== Fragmento original ==

Hace poco vi una frase que me llamó poderosamente la atención.
“En una caja de cerillos, existen 60 incendios.”
Lo que me llevó a querer escribir sobre algo que como mujeres a veces nos cuesta mucho dar a entender a los demás: nuestras emociones y sentimientos.
Cuando recuerdo mi vida en general, me sorprendo por todas las experiencias que he vivido. Muchas anécdotas parecerían hasta de mentira. Sean del tipo que sean, casi siempre han supuesto de una sobrecarga de emociones, de sentimientos encontrados. Y aunque algunas predominen sobre otras, siempre estuvieron allí.
Somos una caja de cerillos
Seamos mujeres u hombres, tendemos a lo mismo. Somos seres humanos, ergo, sentimos, nos emocionamos, secretamos toxinas que nos hacen percibir el entorno de una determinada forma. Importa mucho la edad, nuestra cultura, y la forma en cómo nos han educado para que lo percibamos igual o diferente al resto.

===

Consigna: Según el texto sobre las emociones, ¿cuántos incendios existen en una caja de cerillos?

== Entradas del conjunto ==

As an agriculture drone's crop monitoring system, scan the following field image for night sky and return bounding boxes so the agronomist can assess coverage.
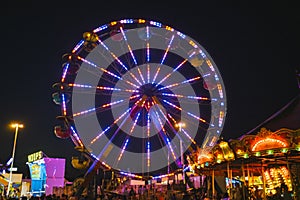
[0,1,300,180]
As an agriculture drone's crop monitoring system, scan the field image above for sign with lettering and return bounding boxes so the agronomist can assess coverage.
[27,151,43,162]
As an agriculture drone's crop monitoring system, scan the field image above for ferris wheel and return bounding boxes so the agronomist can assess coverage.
[53,19,226,177]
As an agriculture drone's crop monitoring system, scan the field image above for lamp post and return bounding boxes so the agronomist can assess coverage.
[6,123,24,196]
[175,122,185,184]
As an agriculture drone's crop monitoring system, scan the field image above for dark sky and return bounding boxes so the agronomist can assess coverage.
[0,1,300,179]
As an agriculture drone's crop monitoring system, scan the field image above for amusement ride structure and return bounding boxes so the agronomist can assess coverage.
[52,19,226,197]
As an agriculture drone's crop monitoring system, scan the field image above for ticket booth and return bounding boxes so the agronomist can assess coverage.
[27,151,66,196]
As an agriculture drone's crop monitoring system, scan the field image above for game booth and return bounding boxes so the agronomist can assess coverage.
[27,151,66,196]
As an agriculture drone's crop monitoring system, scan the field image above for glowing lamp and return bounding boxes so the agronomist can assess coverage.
[243,153,249,158]
[255,151,261,156]
[281,148,289,153]
[267,149,274,155]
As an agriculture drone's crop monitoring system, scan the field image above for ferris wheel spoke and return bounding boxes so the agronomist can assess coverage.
[162,93,211,101]
[158,76,201,90]
[155,109,176,160]
[89,108,131,146]
[98,34,142,87]
[152,35,174,84]
[163,99,207,124]
[73,99,125,117]
[156,59,188,86]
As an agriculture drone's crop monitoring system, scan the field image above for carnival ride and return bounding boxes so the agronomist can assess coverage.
[52,19,226,196]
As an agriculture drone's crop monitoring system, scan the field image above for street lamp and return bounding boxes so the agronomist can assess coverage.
[6,123,24,196]
[175,122,185,184]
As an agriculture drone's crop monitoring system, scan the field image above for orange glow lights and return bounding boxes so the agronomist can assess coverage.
[251,138,288,151]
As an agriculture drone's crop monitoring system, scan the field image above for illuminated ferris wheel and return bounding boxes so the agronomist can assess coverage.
[53,19,226,177]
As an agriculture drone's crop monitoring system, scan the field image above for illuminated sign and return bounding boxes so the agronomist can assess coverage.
[27,151,43,162]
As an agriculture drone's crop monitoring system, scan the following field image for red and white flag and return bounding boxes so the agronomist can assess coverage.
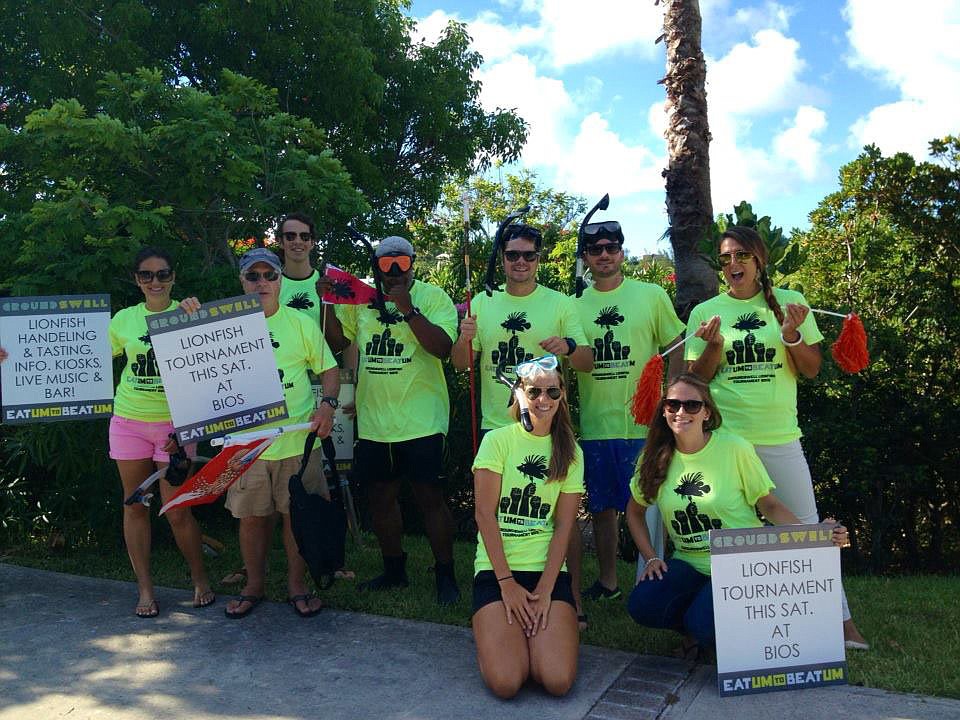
[160,436,276,515]
[323,264,377,305]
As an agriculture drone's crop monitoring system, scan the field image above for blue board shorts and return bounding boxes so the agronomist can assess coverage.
[580,439,645,513]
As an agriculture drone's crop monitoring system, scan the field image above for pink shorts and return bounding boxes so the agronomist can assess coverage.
[110,415,173,462]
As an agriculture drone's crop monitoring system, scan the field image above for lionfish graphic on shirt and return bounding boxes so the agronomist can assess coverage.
[500,455,551,520]
[670,472,723,535]
[287,292,315,310]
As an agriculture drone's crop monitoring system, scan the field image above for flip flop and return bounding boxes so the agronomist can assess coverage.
[133,600,160,620]
[223,595,263,620]
[193,590,217,608]
[287,593,323,618]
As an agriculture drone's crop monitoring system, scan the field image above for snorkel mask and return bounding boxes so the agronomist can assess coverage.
[497,355,559,432]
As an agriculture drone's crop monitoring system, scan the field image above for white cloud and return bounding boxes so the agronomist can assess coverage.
[843,0,960,158]
[707,29,807,115]
[557,113,664,198]
[477,54,575,165]
[773,105,827,180]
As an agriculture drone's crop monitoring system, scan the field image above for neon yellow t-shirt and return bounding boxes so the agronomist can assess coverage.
[574,278,683,440]
[257,305,337,460]
[335,280,457,442]
[280,270,323,325]
[686,288,823,445]
[630,429,774,575]
[470,285,587,430]
[109,300,179,422]
[473,421,583,573]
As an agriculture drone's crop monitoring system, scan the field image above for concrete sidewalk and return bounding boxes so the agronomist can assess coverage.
[0,564,960,720]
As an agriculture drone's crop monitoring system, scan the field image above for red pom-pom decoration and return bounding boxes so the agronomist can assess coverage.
[830,313,870,373]
[630,354,664,425]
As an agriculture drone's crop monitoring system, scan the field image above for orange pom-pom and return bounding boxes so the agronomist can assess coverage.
[630,354,663,425]
[830,313,870,373]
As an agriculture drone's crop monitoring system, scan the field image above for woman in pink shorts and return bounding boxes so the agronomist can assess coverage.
[110,248,216,618]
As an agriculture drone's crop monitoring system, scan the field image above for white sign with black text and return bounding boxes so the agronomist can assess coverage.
[710,525,847,696]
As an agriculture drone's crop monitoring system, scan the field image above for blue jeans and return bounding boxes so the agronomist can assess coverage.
[627,560,716,645]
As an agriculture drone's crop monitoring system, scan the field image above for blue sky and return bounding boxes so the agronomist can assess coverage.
[410,0,960,254]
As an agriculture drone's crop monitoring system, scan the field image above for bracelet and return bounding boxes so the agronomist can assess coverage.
[780,328,803,347]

===

Respuesta: En una caja de cerillos existen 60 incendios.